Task to carry out >> Rewrite the rows below, changing "separated by one space" to "separated by a single space" wherever it occurs and keeping everything else unchanged. Leave the pictures out.

Records for this exercise >>
═══

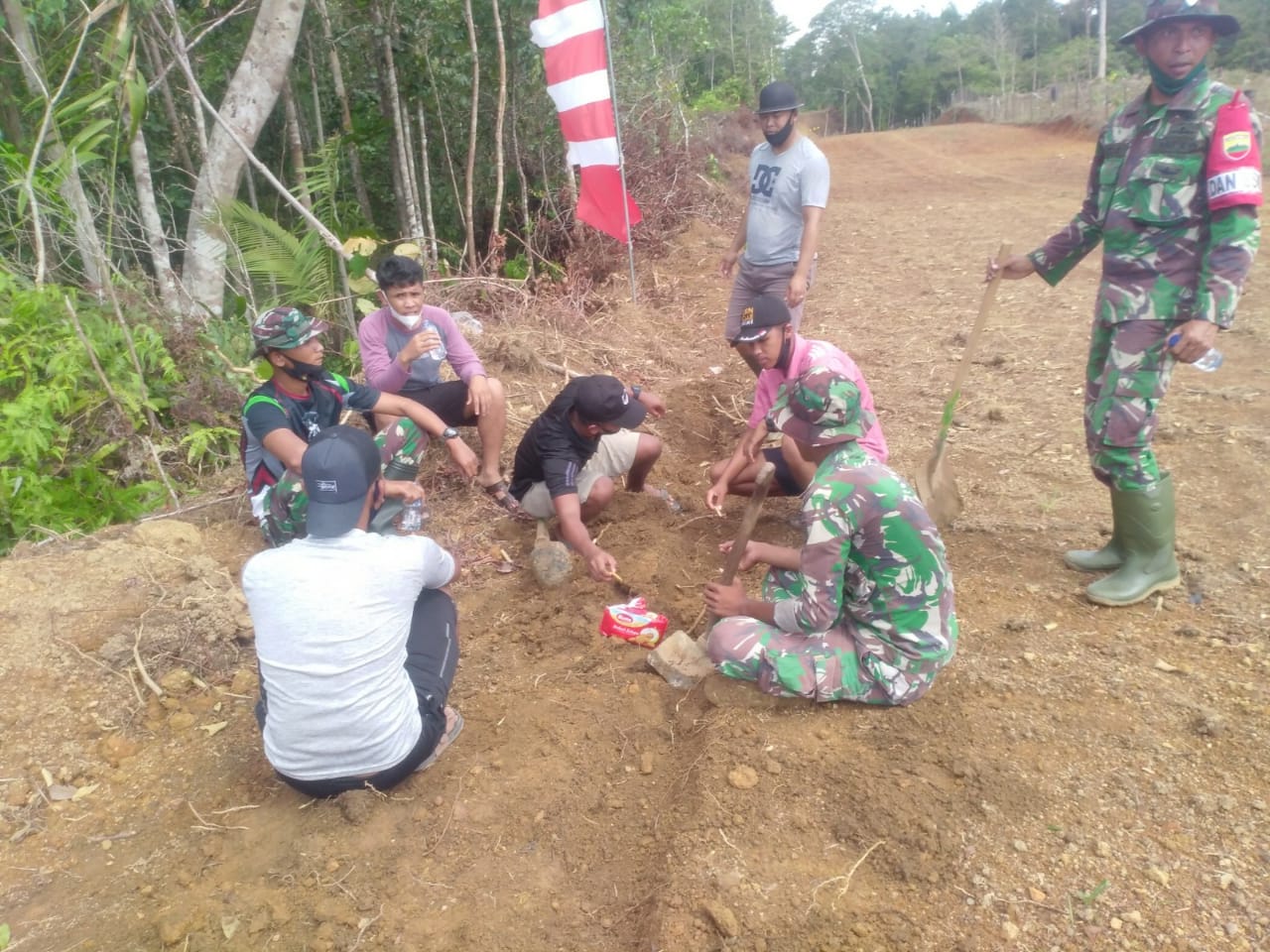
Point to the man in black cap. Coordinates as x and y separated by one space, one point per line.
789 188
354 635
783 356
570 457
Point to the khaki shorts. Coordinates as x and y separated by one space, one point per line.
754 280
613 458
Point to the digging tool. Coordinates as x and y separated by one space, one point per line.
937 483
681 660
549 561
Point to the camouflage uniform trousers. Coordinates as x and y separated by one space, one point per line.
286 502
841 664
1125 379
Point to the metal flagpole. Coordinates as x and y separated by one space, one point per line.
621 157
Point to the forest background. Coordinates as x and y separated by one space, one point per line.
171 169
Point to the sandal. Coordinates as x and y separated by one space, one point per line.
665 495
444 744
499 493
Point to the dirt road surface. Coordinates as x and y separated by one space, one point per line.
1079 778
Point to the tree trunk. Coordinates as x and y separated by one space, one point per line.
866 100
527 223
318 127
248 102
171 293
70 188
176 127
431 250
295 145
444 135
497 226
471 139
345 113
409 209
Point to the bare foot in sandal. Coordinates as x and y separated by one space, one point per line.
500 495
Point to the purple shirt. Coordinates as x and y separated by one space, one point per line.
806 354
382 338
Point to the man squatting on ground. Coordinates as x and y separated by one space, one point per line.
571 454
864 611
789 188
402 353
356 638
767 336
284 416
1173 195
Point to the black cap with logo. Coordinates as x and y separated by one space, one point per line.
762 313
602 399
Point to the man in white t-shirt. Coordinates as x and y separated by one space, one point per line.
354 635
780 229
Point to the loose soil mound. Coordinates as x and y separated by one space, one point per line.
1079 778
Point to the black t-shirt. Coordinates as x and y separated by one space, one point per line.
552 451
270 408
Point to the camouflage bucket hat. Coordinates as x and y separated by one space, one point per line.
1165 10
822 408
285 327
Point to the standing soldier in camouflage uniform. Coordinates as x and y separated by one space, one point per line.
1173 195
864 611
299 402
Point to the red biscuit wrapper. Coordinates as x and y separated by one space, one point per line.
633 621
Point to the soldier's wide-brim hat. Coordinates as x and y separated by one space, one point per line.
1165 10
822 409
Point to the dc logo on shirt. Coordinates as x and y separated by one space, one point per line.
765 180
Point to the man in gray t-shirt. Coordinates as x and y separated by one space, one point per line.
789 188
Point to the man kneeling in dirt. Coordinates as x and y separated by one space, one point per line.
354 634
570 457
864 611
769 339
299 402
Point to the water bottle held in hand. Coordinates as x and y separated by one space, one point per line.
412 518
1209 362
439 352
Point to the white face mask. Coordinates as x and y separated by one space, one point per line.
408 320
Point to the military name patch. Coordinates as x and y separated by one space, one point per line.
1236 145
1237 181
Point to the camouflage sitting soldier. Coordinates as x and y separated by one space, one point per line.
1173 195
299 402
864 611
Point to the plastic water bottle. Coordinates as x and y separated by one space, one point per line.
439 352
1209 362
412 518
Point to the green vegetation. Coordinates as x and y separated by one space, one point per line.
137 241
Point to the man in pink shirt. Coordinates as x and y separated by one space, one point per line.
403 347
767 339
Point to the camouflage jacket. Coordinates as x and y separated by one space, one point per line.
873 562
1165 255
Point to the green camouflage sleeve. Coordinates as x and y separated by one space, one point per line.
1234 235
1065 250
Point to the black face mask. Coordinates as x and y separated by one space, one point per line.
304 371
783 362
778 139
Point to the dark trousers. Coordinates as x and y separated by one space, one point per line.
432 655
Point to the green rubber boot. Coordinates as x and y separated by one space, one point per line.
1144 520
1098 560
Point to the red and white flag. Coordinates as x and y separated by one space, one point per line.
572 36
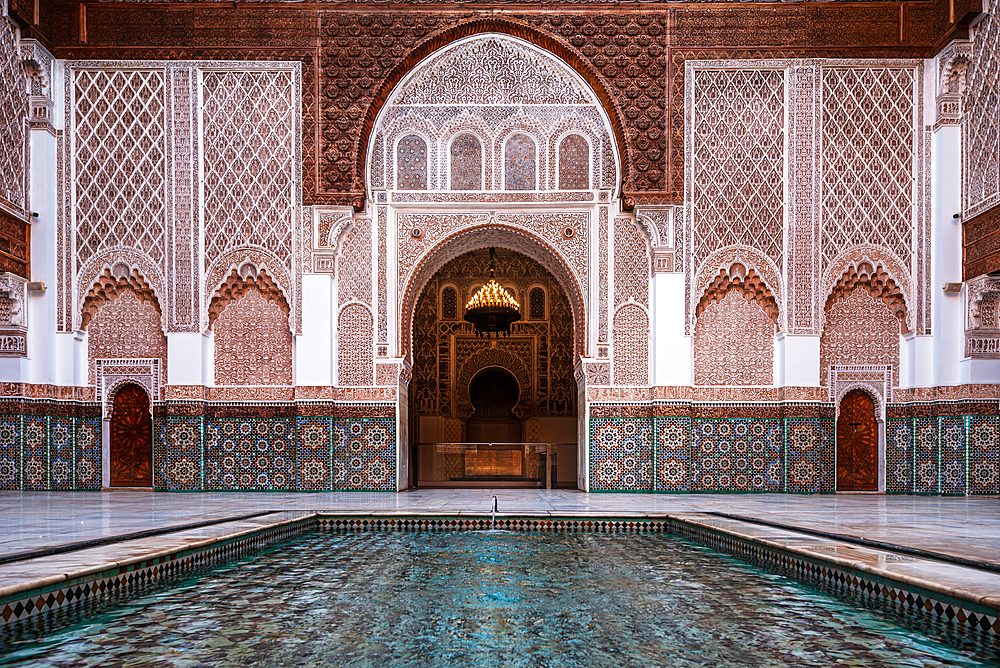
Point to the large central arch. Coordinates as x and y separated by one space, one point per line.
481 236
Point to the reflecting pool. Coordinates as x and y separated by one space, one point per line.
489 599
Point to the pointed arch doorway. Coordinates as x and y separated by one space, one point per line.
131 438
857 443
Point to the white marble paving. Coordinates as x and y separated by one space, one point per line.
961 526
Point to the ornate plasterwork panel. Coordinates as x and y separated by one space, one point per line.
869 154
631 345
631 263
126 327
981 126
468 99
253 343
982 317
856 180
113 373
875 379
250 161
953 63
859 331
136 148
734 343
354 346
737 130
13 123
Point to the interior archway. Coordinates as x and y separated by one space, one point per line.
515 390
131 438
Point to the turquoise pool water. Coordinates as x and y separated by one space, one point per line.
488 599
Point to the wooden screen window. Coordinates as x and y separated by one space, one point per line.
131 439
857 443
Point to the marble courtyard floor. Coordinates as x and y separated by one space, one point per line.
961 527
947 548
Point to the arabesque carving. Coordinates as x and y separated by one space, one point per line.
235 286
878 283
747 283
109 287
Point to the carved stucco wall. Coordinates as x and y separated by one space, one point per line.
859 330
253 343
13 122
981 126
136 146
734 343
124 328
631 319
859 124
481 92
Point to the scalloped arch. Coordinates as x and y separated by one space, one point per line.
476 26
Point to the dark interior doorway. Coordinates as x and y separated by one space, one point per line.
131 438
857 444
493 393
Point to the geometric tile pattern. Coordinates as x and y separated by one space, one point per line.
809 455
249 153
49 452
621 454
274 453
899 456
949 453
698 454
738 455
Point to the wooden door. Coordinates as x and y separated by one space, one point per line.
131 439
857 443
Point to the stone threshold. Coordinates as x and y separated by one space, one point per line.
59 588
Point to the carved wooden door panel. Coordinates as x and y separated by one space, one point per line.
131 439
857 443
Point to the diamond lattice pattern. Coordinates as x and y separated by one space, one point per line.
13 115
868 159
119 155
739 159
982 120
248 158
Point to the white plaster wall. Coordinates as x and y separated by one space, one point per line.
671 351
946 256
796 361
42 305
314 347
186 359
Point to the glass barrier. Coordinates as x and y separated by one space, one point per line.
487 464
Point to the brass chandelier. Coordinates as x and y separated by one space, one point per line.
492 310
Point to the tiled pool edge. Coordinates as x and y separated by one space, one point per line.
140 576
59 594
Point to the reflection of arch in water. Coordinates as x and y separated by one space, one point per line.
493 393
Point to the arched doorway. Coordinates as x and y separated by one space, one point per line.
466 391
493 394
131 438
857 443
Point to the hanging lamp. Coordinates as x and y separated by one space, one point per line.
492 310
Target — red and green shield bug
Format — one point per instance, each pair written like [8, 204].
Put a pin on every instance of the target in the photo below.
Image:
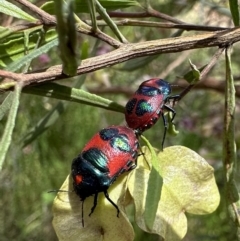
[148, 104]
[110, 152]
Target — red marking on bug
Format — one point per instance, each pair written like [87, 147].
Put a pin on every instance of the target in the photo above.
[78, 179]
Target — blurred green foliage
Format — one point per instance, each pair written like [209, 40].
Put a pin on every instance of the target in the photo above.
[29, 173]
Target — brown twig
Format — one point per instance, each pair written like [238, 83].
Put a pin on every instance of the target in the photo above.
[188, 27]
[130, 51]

═══

Result of the exercise >>
Point to the man in black cap. Coordinates as x and y separated by a single space, one point per line.
789 188
354 635
783 356
570 457
Point to the khaki shorts. Coordinates as x and y separated by a single space, one point per line.
754 280
613 458
Point to the digging tool. Coordinates as x and y separated by a single space, one point per line.
937 483
681 660
549 561
Point to the camouflage uniform trousers. Coordinates as x and y separated by a single space, one point per line.
286 502
841 664
1125 379
Point to the metal flagpole. Coordinates as x and y separated by a single space, one point per line.
621 157
Point to the forest background. Coordinates as x and y separated by a single space, one point per line.
171 169
Point to the sandal. Coordinates as x and y separated by a single space, one point per line.
665 495
444 744
499 493
Point to the dirt road surface. Coordinates as x and y separated by a single space, one point per line.
1079 778
Point to the tree trunk. Coordinates as x and y separated by a single space, one point per line.
866 100
527 223
318 127
248 102
171 293
70 188
176 127
431 250
295 145
444 135
497 226
471 139
345 113
409 209
Point to the bare foot in sandal. Coordinates as x and y separated by a single space, one point per line.
500 495
Point to the purple shirt. Coordinates as x and y separated by a single space, one point per line.
806 354
382 338
Point to the man squatting on ground. Coordinates as x and y separated by a single space, one point per line.
571 454
864 611
789 188
402 353
356 638
767 336
284 416
1173 195
Point to the black cap with logo. Coordinates as x and y separated by a single space, one point per line.
762 313
602 399
Point to the man in white t-shirt. Coordinates as x and y separated by a single space, one point per line.
354 635
780 229
Point to the loose soil mound. Coordinates as x and y separated by a single space, one point per line.
1079 778
Point to the black t-shirt. Coordinates as x and y separated by a single space, one point per line.
552 451
270 408
Point to the camouflage bucket hat. Coordinates as x and y separated by a single space, one point per line.
1165 10
822 408
285 327
Point to the standing soldier in camouflage uniform. Coordinates as x and y separated by a single space, one point per line.
1173 195
864 611
299 402
Point to the red biscuit wrapper. Coordinates as x and y separated by a single space, one point per line.
633 621
Point to the soldier's wide-brim hat. Coordinates as x and y separated by a single space, one point per line.
1165 10
822 409
Point to the dc logo on shirt. Coordinates as x and y separated by a single space, one point per line.
765 180
Point to the man in gray t-shirt. Coordinates as x and y separated by a single space, one point per line.
789 188
Point to the man kneeling in dirt. Coordinates as x and y separated by a single space, one point per line.
354 634
570 457
864 611
769 339
299 402
Point to the water bottle held in hand. Coordinates as x and y separated by a single space, one point per line.
412 518
1209 362
439 352
Point to the white face mask. Coordinates as x and y separated by a single space, one point per line.
408 320
Point to the military name patch. Coordinates as x and y separated by a single space, one point per line.
1236 145
1237 181
Point to the camouflage sitting soldier. Coordinates as x and y separated by a single space, one point per line.
1173 195
299 402
864 611
Point to the plastic water bottle. Coordinates as x and y separated by a single space, one point per line.
439 352
1209 362
412 518
Point to the green vegetation. Coordinates as x and y separated by a single space, one point per line.
137 241
Point to the man in pink shirt. Coordinates as x and y separated by a single space, one point per line.
403 347
767 339
Point to the camouflage jacket. Coordinates as x and y separated by a single space, one point per line.
873 562
1165 255
Point to the green camouflage sleeve. Coordinates as x and y separated by a single space, one point per line.
1234 235
1065 250
Point to the black face mask. Coordinates as x and y separated by a single space, one point per line.
304 371
783 362
778 139
Point to the dark trousers. Coordinates as x and y separated by a single space, one point per line.
432 655
Point to the green rubber boot. Coordinates as x and y separated by a single space, one point per line.
1144 520
1098 560
Point to the red and white flag. Coordinates as x and y separated by a single space, one point per line.
572 36
Point to the large central arch. Coordinates as x and y separated by a single space, one point per line.
481 236
Point to the reflecting pool. Coordinates as x and y separated by a single space, one point per line.
489 599
Point to the pointed arch doorway. Coordinates as x and y separated by a single space, one point per line.
131 438
857 443
Point to the white marble paving. Coordinates as x and y separated by a single space, one point per line.
961 526
Point to the ornate plasterwork panel. Coordinates as x and y separated by a single space, one point per line.
869 154
631 345
631 263
126 327
981 126
468 99
253 343
982 317
856 180
113 373
875 379
250 161
953 63
859 331
136 148
734 343
354 346
737 130
13 123
Point to the interior archway. Coordinates as x and y separated by a single space, one point per line.
515 390
131 438
Point to the turquoise pool water. Coordinates as x and y separated by a single space, one point per line.
488 599
Point to the wooden screen window. Coordinates as x and y separated by a single space, one point per line.
131 439
857 443
Point to the marble courtyard floor. Coordinates as x and y separated by a single space, one point per line.
961 527
947 548
Point to the arabesque carving. Coordinates as x and y separated by a single space, one point per line.
235 286
878 283
747 283
109 287
Point to the carved stucco wall. Coordinates as x and y separated by a single space, one point per line.
859 330
253 343
13 122
981 126
136 146
734 343
124 328
631 319
859 124
481 92
Point to the scalloped arch. Coordinates as x and y separated by a single space, one point per line.
476 26
Point to the dark interior doorway. Coordinates as x and y separated by a single space, one point per line.
131 438
857 444
493 393
Point to the geometric tile pattern. Coordinates as x and y separated by a single space, one point per line.
809 455
249 153
49 452
621 454
274 453
899 456
949 453
698 454
738 455
Point to the wooden door. Coordinates as x and y separated by a single space, one point per line.
131 439
857 443
Point to the stone threshold. Coordinates as x and y separated by a single space, one point per line.
59 588
Point to the carved wooden door panel. Coordinates as x and y separated by a single space, one point per line.
131 439
857 443
Point to the diamond lattice pattern. Coordinates as x and y separated by a single space, one point per line.
13 115
868 159
119 155
739 159
982 120
248 158
Point to the white plaster wall. Coordinates as x and y separated by a single space, one point per line.
671 351
946 256
796 361
42 305
314 347
186 359
Point to the glass barrier. Coordinates as x and y separated by a single space, one point per line.
487 464
Point to the brass chandelier. Coordinates as x and y separated by a single space, one point per line.
492 310
Point to the tiled pool edge. Coordinates as x and y separated by a single space, one point per line.
140 576
59 594
Point to the reflection of arch in water. Coordinates as x and y separated by a single space, one point per line.
493 393
Point to the arched doorway. Coordinates as x and y separated by a single space, one point per line.
466 391
493 394
131 438
857 443
Point to the hanging lamp. Coordinates as x and y separated by a single space, one point per line.
492 310
Target — red and green shield bug
Format — one point per instance, each pair written like [8, 204].
Put a pin on every instance of the target in the photo below.
Image:
[148, 104]
[110, 152]
Target — red marking on bug
Format — one point per instance, each pair written like [87, 147].
Put a pin on every instance of the target in the photo above.
[78, 179]
Target — blurred green foliage
Format — one point per instance, each pair written like [209, 40].
Put a pin on every instance of the target in the photo above.
[29, 173]
Target — brown twig
Format — one point per instance, each pair written like [238, 83].
Put a pin on every instance of the target in the photo above.
[188, 27]
[130, 51]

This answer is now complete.